(Photo object-pointing records)

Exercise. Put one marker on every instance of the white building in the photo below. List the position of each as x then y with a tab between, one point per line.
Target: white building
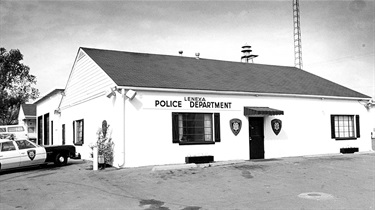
27	118
48	125
162	109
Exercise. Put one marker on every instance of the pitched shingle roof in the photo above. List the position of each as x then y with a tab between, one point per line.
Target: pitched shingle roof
164	71
29	109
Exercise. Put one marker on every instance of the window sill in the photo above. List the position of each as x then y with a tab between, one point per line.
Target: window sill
350	138
196	143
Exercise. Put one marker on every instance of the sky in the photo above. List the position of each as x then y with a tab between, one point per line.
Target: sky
337	36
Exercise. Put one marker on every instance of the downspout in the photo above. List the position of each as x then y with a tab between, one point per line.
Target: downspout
123	126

WHAT TO PRODUCE:
Please copy every line of the records above word for word, but leave out the pictures.

RESULT BELOW:
Exercise. Put one marker on every instance of the white building in the photo below. List the position of each as x then y with a tab between, one point per line.
Target: white building
27	118
48	125
162	109
Exercise. Put one marker on every instance of the pitched shingle roof in the photo above. List the position of each as x then y with a tab between, one point per line.
Target: pitched shingle roof
164	71
29	109
Exercise. Put one marker on every instance of the window sill in the photo above. List the position of each as x then y with a tab between, one point per line.
Target: window sill
350	138
196	143
Exercise. Put one marker on every instance of the sky in the photo above. List the position of each as x then y with a tab between, one point per line.
Target: sky
337	36
Exercise. Put one marker on every instance of the downspout in the photo above. List the position of each as x then y with a tab between, one point per line.
Target: downspout
123	126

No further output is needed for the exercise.